Data to use -

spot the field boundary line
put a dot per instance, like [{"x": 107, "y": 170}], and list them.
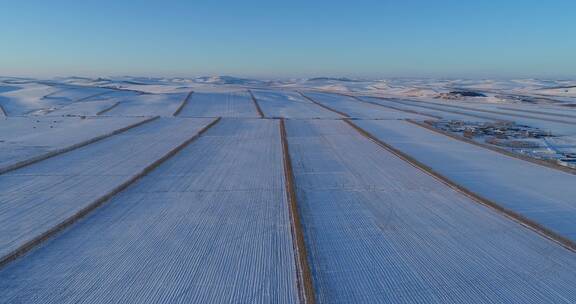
[
  {"x": 57, "y": 152},
  {"x": 3, "y": 112},
  {"x": 539, "y": 162},
  {"x": 183, "y": 104},
  {"x": 305, "y": 284},
  {"x": 516, "y": 217},
  {"x": 256, "y": 104},
  {"x": 345, "y": 115},
  {"x": 108, "y": 108},
  {"x": 25, "y": 248}
]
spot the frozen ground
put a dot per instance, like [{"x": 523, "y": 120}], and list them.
[{"x": 107, "y": 203}]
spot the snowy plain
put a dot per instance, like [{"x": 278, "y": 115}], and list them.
[{"x": 196, "y": 209}]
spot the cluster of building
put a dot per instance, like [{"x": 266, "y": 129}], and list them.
[{"x": 511, "y": 136}]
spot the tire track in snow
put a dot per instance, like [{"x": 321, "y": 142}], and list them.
[
  {"x": 305, "y": 284},
  {"x": 258, "y": 109}
]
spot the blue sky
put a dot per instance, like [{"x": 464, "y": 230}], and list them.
[{"x": 363, "y": 38}]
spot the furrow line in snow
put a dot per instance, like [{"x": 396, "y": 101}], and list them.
[
  {"x": 324, "y": 106},
  {"x": 56, "y": 152},
  {"x": 108, "y": 109},
  {"x": 536, "y": 161},
  {"x": 258, "y": 109},
  {"x": 565, "y": 242},
  {"x": 26, "y": 247},
  {"x": 305, "y": 285},
  {"x": 183, "y": 104}
]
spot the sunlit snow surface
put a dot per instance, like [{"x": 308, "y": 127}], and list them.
[{"x": 197, "y": 210}]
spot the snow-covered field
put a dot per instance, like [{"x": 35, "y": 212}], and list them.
[{"x": 190, "y": 190}]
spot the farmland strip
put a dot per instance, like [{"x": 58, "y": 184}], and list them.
[
  {"x": 305, "y": 283},
  {"x": 489, "y": 111},
  {"x": 390, "y": 107},
  {"x": 548, "y": 164},
  {"x": 31, "y": 244},
  {"x": 57, "y": 152},
  {"x": 550, "y": 234},
  {"x": 108, "y": 109},
  {"x": 325, "y": 106}
]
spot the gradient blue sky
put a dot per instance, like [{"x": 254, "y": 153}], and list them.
[{"x": 363, "y": 38}]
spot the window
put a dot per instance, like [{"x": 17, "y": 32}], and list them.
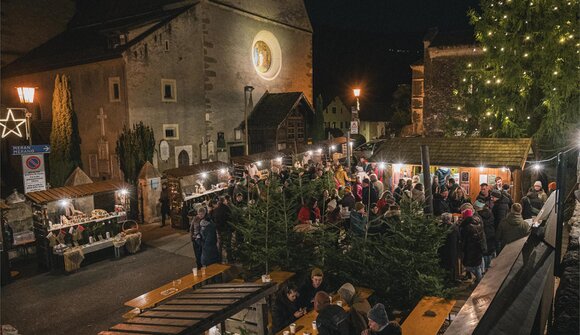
[
  {"x": 168, "y": 90},
  {"x": 171, "y": 131},
  {"x": 114, "y": 89}
]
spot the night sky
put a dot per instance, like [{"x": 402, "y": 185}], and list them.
[{"x": 371, "y": 44}]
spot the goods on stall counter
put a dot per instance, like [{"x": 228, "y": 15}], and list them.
[{"x": 99, "y": 214}]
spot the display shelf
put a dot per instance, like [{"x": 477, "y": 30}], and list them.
[{"x": 64, "y": 226}]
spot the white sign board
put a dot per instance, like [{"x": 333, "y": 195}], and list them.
[
  {"x": 34, "y": 175},
  {"x": 353, "y": 127}
]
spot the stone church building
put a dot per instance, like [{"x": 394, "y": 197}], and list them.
[{"x": 179, "y": 66}]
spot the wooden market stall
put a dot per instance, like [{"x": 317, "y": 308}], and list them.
[
  {"x": 191, "y": 184},
  {"x": 471, "y": 161},
  {"x": 60, "y": 228}
]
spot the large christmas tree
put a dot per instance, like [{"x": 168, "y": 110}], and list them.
[{"x": 526, "y": 81}]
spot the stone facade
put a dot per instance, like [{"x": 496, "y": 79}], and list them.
[
  {"x": 337, "y": 115},
  {"x": 435, "y": 78},
  {"x": 203, "y": 56}
]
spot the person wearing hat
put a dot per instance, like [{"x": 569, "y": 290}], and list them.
[
  {"x": 513, "y": 227},
  {"x": 489, "y": 229},
  {"x": 348, "y": 199},
  {"x": 309, "y": 289},
  {"x": 359, "y": 308},
  {"x": 379, "y": 322},
  {"x": 331, "y": 319},
  {"x": 541, "y": 194},
  {"x": 441, "y": 201},
  {"x": 500, "y": 207},
  {"x": 358, "y": 220},
  {"x": 473, "y": 244}
]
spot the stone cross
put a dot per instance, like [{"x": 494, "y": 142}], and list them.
[{"x": 102, "y": 116}]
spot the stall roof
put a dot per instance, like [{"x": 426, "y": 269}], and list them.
[
  {"x": 70, "y": 192},
  {"x": 455, "y": 151},
  {"x": 262, "y": 156},
  {"x": 195, "y": 169}
]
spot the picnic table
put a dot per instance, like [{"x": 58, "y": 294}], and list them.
[
  {"x": 428, "y": 316},
  {"x": 152, "y": 298},
  {"x": 197, "y": 311}
]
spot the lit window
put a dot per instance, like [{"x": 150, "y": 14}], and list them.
[
  {"x": 171, "y": 131},
  {"x": 168, "y": 90},
  {"x": 114, "y": 89}
]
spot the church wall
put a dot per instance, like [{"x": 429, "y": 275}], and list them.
[
  {"x": 148, "y": 62},
  {"x": 90, "y": 91},
  {"x": 228, "y": 38}
]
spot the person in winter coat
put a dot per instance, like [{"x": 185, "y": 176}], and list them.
[
  {"x": 398, "y": 192},
  {"x": 332, "y": 319},
  {"x": 458, "y": 198},
  {"x": 367, "y": 198},
  {"x": 348, "y": 199},
  {"x": 341, "y": 176},
  {"x": 489, "y": 229},
  {"x": 448, "y": 252},
  {"x": 379, "y": 322},
  {"x": 359, "y": 308},
  {"x": 285, "y": 309},
  {"x": 473, "y": 244},
  {"x": 309, "y": 289},
  {"x": 513, "y": 227},
  {"x": 309, "y": 213},
  {"x": 541, "y": 194},
  {"x": 531, "y": 205},
  {"x": 209, "y": 251},
  {"x": 484, "y": 195},
  {"x": 441, "y": 201},
  {"x": 358, "y": 220},
  {"x": 500, "y": 207}
]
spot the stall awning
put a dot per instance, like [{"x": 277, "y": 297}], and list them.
[
  {"x": 456, "y": 151},
  {"x": 262, "y": 156},
  {"x": 79, "y": 191},
  {"x": 195, "y": 169}
]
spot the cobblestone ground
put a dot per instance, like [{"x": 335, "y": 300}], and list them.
[{"x": 91, "y": 299}]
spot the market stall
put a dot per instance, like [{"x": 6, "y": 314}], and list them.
[
  {"x": 65, "y": 235},
  {"x": 192, "y": 184},
  {"x": 470, "y": 161}
]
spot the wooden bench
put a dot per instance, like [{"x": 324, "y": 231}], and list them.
[
  {"x": 419, "y": 323},
  {"x": 152, "y": 298}
]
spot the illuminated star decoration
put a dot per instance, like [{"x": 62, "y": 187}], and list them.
[{"x": 6, "y": 130}]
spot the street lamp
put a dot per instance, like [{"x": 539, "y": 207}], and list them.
[{"x": 26, "y": 96}]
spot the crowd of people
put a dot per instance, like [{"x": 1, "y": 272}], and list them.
[{"x": 362, "y": 203}]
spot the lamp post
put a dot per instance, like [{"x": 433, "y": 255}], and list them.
[
  {"x": 247, "y": 93},
  {"x": 26, "y": 96}
]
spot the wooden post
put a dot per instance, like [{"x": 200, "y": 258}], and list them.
[
  {"x": 427, "y": 179},
  {"x": 517, "y": 179}
]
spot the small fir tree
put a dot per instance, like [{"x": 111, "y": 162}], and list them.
[{"x": 65, "y": 153}]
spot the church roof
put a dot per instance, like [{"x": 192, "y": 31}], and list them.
[
  {"x": 273, "y": 108},
  {"x": 82, "y": 44}
]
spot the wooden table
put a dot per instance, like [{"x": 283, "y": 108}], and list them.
[
  {"x": 304, "y": 324},
  {"x": 198, "y": 311},
  {"x": 418, "y": 323},
  {"x": 156, "y": 296},
  {"x": 279, "y": 277}
]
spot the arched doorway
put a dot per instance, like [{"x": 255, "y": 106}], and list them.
[{"x": 183, "y": 158}]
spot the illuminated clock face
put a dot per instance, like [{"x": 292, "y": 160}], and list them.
[{"x": 262, "y": 56}]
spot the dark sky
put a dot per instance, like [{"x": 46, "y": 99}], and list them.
[{"x": 371, "y": 44}]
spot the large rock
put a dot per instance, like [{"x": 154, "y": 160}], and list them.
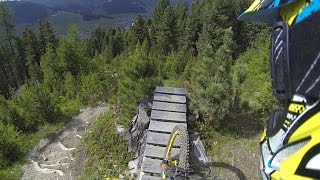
[{"x": 138, "y": 130}]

Problem details -
Rewrite the stretch from the line containing "spot the large rock" through the end of the entries, substituting "big stone" for "large rock" and changing nothing else. Omit the pictures from your answer.

Complete output -
spot the big stone
put a dot per instance, like [{"x": 154, "y": 160}], and list them.
[{"x": 138, "y": 130}]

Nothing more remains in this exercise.